*Your task*. Set down, without any change, the stretch of items from the start of the records through the line containing "box: [1001, 825, 1280, 853]", both ends included.

*Data section*.

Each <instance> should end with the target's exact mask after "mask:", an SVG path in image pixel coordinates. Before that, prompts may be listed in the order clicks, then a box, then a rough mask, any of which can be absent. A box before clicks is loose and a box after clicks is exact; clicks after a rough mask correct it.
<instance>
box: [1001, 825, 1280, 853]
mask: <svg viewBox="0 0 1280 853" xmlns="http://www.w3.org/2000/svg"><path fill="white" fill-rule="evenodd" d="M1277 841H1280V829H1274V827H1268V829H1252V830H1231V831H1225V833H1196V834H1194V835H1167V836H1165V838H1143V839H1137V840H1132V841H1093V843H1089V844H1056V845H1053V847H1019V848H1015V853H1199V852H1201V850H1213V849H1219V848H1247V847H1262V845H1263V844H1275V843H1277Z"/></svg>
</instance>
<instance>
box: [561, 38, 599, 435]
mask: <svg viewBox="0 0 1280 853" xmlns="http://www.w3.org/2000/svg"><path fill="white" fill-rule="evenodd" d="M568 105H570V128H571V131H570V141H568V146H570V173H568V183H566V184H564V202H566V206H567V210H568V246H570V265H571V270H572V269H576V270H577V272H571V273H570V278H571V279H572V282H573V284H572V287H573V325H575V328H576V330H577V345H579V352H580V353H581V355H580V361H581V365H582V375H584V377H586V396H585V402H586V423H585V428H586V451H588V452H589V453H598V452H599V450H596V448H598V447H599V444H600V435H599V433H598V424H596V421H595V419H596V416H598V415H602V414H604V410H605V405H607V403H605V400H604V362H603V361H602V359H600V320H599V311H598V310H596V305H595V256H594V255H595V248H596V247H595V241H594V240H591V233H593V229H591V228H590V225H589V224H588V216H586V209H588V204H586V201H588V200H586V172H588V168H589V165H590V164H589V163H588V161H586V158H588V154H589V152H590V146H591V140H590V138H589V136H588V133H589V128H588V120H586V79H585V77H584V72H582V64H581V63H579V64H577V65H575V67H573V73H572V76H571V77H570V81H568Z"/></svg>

*Response*.
Each <instance> should end with the target's exact mask after "mask:", an SVG path in image pixel coordinates. Before that, prompts may be listed in the order clicks, then a box, then a rough mask, any of which can be absent. A box before clicks is loose and a box after clicks is exact; clicks after a rough mask correct it.
<instance>
box: [1001, 825, 1280, 853]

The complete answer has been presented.